**WRITTEN PROBLEM**:
Rewrite everything in the data from the line containing "If you could pin the green" down to the end of the data, both ends included. Multiply each coordinate in the answers by 1.55 and round it to a whole number, with halves rounded up, and leave all other text and numbers unchanged.

Excerpts of location labeling data:

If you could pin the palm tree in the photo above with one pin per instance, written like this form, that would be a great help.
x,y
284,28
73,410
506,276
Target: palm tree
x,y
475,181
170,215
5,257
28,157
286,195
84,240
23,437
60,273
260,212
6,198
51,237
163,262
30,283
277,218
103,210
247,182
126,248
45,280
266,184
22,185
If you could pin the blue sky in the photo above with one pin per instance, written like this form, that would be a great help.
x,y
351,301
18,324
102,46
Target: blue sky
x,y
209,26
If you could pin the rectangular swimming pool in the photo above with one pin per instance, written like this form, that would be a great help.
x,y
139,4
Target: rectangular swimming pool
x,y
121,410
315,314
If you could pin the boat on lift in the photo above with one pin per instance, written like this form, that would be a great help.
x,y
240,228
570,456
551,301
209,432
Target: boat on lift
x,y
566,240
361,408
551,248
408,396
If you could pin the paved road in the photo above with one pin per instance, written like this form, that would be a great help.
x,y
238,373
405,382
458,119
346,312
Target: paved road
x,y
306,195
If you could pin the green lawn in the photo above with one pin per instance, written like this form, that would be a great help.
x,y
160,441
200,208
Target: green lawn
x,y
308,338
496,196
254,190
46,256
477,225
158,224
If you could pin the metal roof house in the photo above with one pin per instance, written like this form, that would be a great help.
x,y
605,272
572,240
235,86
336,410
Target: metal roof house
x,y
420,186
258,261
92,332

**RESPONSE TO THIS TASK**:
If you could pin the green lawn in the photo above with one pin per instance, written like this form, that would be a great help.
x,y
160,441
200,208
Target: green lawn
x,y
477,524
769,304
394,295
71,397
739,349
245,347
If you could pin the metal roof house in the photo above with one pin per instance, written like this form, that would be a great help.
x,y
605,272
572,240
235,86
336,410
Target: metal roof house
x,y
651,288
400,405
143,515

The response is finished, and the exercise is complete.